• **ACTION ITEM**:
What follows is a set of records; copy all of it exactly.
Segment Start: RECORD EXCERPTS
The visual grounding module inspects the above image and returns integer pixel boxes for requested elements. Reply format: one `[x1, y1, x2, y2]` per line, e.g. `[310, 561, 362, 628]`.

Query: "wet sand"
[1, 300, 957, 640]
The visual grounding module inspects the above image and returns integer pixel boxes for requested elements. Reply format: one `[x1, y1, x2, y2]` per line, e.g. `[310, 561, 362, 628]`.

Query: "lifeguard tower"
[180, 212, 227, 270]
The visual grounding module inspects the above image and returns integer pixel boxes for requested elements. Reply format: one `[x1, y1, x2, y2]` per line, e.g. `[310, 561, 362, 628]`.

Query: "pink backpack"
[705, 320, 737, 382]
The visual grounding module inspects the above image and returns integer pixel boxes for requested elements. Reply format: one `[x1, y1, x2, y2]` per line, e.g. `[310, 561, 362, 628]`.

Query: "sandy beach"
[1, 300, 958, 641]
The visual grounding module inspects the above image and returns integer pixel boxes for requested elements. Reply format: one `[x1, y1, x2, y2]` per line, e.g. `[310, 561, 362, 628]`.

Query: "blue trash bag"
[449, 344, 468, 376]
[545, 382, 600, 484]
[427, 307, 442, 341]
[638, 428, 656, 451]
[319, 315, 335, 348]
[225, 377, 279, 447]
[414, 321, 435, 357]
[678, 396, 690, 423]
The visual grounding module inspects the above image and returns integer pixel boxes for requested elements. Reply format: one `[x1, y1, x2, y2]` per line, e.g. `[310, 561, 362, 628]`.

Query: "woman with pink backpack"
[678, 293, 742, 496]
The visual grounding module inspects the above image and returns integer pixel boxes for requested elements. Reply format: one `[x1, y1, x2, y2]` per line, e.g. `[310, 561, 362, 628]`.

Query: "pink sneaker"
Segment End: RECORD EXCERPTS
• **OUTPUT**:
The visual grounding module inspects the above image and returns integer pixel boxes for requested elements. Reply format: one `[x1, y1, x2, y2]` per line, e.g. `[310, 561, 362, 628]`.

Query: "wet sand"
[1, 300, 957, 640]
The visual grounding module inspects the above image and returns integer pixel boxes for requested elements. Reply format: one `[x1, y1, x2, y2]` per line, e.g. `[310, 561, 362, 628]`.

Query: "lifeguard tower"
[180, 212, 227, 270]
The visual grounding module inspects the above image and returns integer pixel boxes for requested elements. Reply format: one `[x1, y1, x2, y2]` per line, e.g. `[310, 561, 362, 628]`.

Query: "pink backpack"
[705, 320, 737, 382]
The visual grounding module inspects the above image and returns integer pixel boxes for requested elements. Reply format: one `[x1, y1, x2, y2]` per line, e.g. `[310, 561, 362, 628]`.

Query: "sandy beach"
[1, 300, 958, 641]
The visual grounding module inspects the above image and returns integer pixel boxes for requested elements. Reply format: one `[x1, y1, x2, y2]` per line, e.g. `[310, 561, 362, 628]`.

Query: "blue trash bag"
[449, 344, 468, 376]
[545, 382, 600, 484]
[427, 307, 442, 341]
[638, 428, 656, 451]
[319, 315, 335, 348]
[225, 377, 279, 447]
[414, 321, 435, 357]
[678, 396, 690, 423]
The visual grounding module inspects the above image and returns integer pixel boxes for requested elements. Reply format: one `[x1, y1, x2, y2]` per line, e.g. `[310, 561, 362, 628]`.

Query: "woman with pink backpack"
[678, 293, 742, 496]
The visual grounding module inspects the above image and returns integer pixel boxes for requested elements. Reply format: one `[x1, y1, x2, y2]` per line, e.g. `[310, 561, 362, 628]`.

Query: "pink sneaker"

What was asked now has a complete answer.